# Portland Port News



## STRAWBERRY (Jan 11, 2006)

Portland Port have just completed a public consultation regarding the redevelopment of the dock area. 
As it is coming up to christmas, the Royal Fleet Auxiliary have taken up most of the berths, RFA Mounts Bay is alongside Q2/Q4. RFA Wave knight is alongside DWB. RFA Fort Rosalie is alongside OCP. also in port is the Ex British Warship sold to Chile Named "Alamaranti Cochrane". She is here for training.
Porland Harbour authority have placed an order with Safehaven Marine in County Cork (Ireland) for a new Pilot Boat to replace the ageing Nelson 40 "Rodwell" The class of choice is an Interseptor 42. She will be named "Culverwell" and hopefully be launched near the end of 2007.
for more information you can check-out the website www.portland-port.co.uk
Hope you all have a merry chrimbmas and a great year to come. Andy


----------



## bigblueballoon (Jan 3, 2007)

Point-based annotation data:
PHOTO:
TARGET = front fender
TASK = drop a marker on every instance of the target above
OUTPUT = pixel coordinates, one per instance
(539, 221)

* _Written request 1_:
In the Portland Port news post, what name will the new pilot boat be given?
* _Written request 2_:
Extract the part of the Portland Port news post from "## STRAWBERRY (Jan" to "here for training.", copying it word for word.

* _Final answer 1_:
Culverwell

* _Final answer 2_:
## STRAWBERRY (Jan 11, 2006)

Portland Port have just completed a public consultation regarding the redevelopment of the dock area. 
As it is coming up to christmas, the Royal Fleet Auxiliary have taken up most of the berths, RFA Mounts Bay is alongside Q2/Q4. RFA Wave knight is alongside DWB. RFA Fort Rosalie is alongside OCP. also in port is the Ex British Warship sold to Chile Named "Alamaranti Cochrane". She is here for training.